*** Opening of RECORDS TO USE ***

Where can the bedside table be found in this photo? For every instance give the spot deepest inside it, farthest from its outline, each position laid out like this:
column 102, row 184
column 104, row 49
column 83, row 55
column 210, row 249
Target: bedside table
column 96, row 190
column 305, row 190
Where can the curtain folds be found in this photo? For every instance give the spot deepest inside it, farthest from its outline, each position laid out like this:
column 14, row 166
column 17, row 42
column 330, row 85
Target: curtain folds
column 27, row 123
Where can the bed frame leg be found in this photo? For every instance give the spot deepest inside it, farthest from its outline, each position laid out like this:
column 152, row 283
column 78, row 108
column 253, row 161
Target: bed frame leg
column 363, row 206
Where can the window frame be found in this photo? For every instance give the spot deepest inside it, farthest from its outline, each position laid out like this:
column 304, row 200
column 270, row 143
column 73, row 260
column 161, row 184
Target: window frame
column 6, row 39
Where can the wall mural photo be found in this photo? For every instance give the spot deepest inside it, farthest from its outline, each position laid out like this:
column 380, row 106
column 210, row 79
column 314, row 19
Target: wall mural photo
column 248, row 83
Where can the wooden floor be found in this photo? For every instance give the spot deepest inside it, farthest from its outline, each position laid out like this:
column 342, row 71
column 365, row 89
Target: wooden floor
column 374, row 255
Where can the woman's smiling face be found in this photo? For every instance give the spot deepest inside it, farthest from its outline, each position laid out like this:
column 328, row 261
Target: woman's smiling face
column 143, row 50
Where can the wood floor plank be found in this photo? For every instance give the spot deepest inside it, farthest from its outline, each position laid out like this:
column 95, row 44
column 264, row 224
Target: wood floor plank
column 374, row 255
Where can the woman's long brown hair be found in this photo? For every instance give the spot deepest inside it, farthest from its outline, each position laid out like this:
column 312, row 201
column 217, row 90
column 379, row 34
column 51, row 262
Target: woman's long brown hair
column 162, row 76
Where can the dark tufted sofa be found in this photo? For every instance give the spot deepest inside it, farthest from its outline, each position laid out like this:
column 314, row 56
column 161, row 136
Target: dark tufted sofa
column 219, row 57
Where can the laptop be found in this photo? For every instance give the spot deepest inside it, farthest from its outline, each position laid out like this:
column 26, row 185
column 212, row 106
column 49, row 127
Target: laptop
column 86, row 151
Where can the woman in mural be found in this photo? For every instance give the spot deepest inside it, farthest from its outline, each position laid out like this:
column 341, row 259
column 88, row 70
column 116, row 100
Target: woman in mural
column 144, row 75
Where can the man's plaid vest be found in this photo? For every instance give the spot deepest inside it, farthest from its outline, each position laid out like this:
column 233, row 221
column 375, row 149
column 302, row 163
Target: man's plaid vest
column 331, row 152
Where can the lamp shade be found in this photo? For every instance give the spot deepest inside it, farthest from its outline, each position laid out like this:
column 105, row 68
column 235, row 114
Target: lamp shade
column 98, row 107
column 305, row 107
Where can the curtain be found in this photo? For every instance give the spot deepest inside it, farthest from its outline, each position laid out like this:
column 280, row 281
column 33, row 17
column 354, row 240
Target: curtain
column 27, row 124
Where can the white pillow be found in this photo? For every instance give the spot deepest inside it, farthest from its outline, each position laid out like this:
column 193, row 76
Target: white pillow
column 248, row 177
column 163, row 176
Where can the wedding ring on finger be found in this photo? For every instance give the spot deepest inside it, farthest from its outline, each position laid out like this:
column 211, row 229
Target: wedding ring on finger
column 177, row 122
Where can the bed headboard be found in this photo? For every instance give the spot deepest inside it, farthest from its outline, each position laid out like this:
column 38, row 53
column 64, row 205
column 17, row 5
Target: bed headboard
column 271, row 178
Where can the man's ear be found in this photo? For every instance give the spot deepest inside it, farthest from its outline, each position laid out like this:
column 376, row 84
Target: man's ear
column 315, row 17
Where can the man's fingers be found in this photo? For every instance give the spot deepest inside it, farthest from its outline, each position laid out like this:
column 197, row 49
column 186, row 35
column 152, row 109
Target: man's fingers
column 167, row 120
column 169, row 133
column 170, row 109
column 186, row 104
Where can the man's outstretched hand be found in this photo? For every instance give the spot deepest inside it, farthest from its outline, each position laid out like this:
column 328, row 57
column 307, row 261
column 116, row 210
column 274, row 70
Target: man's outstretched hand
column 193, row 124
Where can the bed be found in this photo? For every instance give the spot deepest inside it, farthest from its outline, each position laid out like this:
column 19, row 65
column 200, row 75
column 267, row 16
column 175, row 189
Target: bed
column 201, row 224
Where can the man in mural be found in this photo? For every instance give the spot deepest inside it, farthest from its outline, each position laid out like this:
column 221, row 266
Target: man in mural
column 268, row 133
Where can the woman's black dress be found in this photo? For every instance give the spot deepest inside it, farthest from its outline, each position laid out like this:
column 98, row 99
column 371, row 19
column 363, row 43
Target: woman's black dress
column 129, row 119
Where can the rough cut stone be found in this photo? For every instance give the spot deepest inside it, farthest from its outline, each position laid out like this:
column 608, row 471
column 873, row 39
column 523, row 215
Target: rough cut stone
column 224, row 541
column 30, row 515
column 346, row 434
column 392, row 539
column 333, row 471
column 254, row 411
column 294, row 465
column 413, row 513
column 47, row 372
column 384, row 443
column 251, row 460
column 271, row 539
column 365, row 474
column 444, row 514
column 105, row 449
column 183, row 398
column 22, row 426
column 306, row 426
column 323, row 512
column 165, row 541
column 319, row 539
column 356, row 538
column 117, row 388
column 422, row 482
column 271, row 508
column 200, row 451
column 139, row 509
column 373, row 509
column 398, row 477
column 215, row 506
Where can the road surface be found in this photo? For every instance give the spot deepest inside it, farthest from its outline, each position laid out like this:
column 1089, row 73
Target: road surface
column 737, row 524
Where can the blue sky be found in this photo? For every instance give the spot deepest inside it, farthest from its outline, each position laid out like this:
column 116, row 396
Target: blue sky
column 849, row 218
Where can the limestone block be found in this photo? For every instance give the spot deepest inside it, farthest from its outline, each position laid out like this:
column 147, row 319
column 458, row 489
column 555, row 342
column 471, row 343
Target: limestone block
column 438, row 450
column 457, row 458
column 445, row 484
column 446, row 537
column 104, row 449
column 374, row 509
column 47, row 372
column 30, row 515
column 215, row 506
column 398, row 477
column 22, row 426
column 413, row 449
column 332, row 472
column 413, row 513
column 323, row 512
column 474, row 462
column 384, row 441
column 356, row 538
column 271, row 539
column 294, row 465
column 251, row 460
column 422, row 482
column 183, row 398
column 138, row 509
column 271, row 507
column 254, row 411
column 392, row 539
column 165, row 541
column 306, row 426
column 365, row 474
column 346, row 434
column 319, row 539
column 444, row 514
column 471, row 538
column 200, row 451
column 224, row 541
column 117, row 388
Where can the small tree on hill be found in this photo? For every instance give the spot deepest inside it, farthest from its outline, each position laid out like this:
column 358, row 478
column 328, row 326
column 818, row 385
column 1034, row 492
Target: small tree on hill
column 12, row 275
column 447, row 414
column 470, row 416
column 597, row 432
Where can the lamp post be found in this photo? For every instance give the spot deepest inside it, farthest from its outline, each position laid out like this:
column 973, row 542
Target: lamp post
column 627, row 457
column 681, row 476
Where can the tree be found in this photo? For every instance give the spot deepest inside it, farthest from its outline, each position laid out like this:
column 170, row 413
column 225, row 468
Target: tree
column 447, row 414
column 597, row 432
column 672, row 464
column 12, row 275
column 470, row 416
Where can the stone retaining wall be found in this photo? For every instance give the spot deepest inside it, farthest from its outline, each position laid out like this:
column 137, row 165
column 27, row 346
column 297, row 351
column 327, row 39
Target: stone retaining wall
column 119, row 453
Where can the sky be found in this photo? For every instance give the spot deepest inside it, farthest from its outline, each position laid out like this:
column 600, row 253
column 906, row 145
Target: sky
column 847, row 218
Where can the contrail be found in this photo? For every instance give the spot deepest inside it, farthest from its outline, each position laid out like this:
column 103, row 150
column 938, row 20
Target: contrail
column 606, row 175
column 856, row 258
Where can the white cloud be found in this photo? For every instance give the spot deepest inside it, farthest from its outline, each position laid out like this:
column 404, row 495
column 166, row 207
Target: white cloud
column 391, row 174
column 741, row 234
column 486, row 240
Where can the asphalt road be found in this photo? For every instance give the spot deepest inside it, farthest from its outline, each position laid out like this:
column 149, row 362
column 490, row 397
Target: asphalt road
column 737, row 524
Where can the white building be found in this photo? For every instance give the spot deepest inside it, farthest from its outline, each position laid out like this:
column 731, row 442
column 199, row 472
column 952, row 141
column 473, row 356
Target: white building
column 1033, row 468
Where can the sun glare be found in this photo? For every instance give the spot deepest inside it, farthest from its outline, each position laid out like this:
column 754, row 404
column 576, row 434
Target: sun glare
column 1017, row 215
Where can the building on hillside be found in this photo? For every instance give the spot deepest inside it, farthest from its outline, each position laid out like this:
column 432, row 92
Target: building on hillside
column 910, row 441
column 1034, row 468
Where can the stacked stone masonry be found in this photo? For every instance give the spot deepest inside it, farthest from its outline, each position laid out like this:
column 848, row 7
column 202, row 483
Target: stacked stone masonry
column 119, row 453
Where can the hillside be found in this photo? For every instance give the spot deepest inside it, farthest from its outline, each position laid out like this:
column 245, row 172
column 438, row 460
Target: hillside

*** Close of RECORDS TO USE ***

GOAL OF THE EXERCISE
Copy only this part of the entries above: the line with "column 17, row 42", the line with "Where can the window", and the lines between, all exactly as written.

SOLUTION TO THIS PROBLEM
column 17, row 42
column 330, row 85
Target: curtain folds
column 27, row 123
Where can the bed frame leg be found in this photo? For every instance give the spot deepest inside it, farthest from its outline, each position laid out like this:
column 152, row 283
column 78, row 108
column 253, row 161
Target: bed frame leg
column 363, row 206
Where can the window frame be found in this photo? For every instance give the spot deepest inside it, farthest from its outline, each position laid out like this:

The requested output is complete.